EXERCISE REQUIREMENTS:
A - In the forum thread on Prometheus inhibit rules, where does the reply say the full set of labels on the alerts can be found?
B - Carry on the forum thread on Prometheus inhibit rules, starting right after its last sentence.

##### QUOTED TEXT #####

Please start by reading the documentation:
https://prometheus.io/docs/alerting/latest/configuration/#inhibit_rule
and the explanation I gave before:
https://groups.google.com/g/prometheus-users/c/yGW7JrO2aPQ/m/kcNHJWUwAAAJ

Then write and test your inhibit rule.

Then if it doesn't work, show the inhibit rules you've written, and 
examples of the alerts in question:
- the target alert (i.e. the one you want to suppress)
- the source alert (i.e. the one which should be suppressing it)

Make sure you include the full, unexpurgated set of labels on both.  You 
can get this from the alerts views in either prometheus or alertmanager.

On Tuesday, 30 August 2022 at 19:51:50 UTC+1 [email protected] wrote:

> Thanks Brian. "label_replace" did the magic and I am able to separate the 
> site numbers from the target using the below conf and in the alertmanager I 
> grouped them by "SNumber". But not sure how to use the inhibit rules to 
> suppress the alerts. Can you help? 
>
> And I want to use the "SNumber" grouping to suppress the alerts only when 
> Router/Hypervisor is down and in all other cases it needs to be 
> consolidated  alerts for all "SNumber". Is that something can be achieved?

##### LISTED RECORDS #####

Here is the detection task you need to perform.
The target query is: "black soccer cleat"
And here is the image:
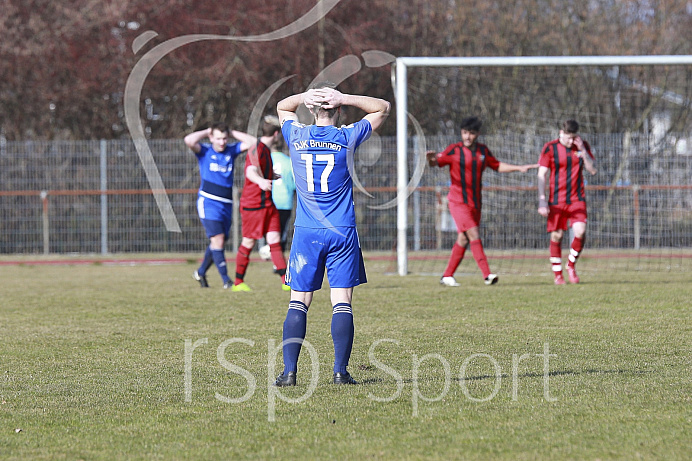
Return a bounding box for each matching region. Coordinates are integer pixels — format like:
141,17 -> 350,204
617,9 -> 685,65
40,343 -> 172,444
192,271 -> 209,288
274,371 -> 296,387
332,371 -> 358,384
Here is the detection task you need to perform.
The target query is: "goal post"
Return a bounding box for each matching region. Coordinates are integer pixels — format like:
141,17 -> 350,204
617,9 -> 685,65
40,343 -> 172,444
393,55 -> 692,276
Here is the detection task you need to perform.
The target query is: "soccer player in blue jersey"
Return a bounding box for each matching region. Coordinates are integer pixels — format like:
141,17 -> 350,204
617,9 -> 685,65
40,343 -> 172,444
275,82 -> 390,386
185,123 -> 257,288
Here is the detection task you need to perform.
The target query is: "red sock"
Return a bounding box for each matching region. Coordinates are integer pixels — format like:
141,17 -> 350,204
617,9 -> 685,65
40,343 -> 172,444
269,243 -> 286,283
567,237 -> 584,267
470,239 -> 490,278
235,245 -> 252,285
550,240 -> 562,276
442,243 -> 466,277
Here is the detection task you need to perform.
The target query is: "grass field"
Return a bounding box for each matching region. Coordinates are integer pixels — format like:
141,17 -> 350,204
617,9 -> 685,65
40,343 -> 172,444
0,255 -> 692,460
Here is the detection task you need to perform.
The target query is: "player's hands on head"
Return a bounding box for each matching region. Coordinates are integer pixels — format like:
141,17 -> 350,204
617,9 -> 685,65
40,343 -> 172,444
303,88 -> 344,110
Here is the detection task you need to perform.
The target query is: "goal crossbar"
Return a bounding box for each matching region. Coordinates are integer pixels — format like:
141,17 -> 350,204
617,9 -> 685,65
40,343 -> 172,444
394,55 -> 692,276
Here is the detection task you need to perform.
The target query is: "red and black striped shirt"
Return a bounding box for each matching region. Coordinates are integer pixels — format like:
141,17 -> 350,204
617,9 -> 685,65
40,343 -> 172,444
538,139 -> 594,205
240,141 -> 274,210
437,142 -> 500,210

#####
##### LISTED RECORDS #####

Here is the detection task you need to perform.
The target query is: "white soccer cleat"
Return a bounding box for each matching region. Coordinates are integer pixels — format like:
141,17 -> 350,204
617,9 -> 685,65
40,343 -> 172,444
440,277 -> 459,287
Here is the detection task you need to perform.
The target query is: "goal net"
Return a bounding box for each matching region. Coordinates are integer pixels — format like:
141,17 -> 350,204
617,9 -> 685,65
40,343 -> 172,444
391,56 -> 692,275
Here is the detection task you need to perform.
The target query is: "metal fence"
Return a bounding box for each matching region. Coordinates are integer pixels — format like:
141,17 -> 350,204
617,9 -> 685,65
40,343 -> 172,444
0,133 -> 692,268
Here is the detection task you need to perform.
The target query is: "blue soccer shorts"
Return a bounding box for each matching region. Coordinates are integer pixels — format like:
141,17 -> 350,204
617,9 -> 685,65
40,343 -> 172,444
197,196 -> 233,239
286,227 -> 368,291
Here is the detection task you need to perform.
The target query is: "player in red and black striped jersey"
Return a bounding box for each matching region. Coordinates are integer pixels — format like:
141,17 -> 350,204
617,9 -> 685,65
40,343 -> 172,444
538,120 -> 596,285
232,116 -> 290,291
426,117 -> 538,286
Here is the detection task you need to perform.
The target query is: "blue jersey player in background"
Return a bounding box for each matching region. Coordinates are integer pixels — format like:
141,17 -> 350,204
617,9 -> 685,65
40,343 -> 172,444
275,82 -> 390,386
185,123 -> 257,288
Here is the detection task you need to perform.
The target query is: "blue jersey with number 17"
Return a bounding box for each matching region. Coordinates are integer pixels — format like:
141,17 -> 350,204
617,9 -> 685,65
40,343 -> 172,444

#####
##### LISTED RECORDS #####

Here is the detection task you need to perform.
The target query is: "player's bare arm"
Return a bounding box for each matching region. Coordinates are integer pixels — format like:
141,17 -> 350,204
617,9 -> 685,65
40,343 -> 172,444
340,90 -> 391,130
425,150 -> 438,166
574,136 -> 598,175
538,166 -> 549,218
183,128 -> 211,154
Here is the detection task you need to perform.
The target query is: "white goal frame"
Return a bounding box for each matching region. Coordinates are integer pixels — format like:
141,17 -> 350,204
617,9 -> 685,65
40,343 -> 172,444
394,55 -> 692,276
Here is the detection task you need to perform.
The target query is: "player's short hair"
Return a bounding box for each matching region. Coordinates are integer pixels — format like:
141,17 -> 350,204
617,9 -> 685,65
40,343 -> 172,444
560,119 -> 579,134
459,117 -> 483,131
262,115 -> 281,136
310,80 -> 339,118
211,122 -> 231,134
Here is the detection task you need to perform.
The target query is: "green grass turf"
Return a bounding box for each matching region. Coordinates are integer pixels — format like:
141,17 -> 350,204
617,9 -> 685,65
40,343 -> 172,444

#####

RESPONSES TO THE TASKS:
A - In the alerts views of either Prometheus or Alertmanager.

B -
> Please let me know.
>
>       - source_labels: [__param_target]
>
>         target_label: SNumber
>
>         regex: 'hyper.(.*)com'
>
>         replacement: '${1}'
>
>       - source_labels: [__param_target]
>
>         target_label: SNumber
>
>         regex: 'linux.(.*)com'
>
>         replacement: '${1}'
>
>       - source_labels: [__param_target]
>
>         target_label: SNumber
>
>         regex: 'win.(.*)com'
>
>         replacement: '${1}'
>
>       - source_labels: [__param_target]
>
>         target_label: SNumber
>
>         regex: 'Router.(.*)com'
>
>         replacement: '${1}'
>
>
> Thanks
> Sandosh
>
> On Monday, August 29, 2022 at 4:46:33 PM UTC-5 Sandosh Kumar P wrote:
>
>> Hi Brian,
>>
>> This is how the target file looks like.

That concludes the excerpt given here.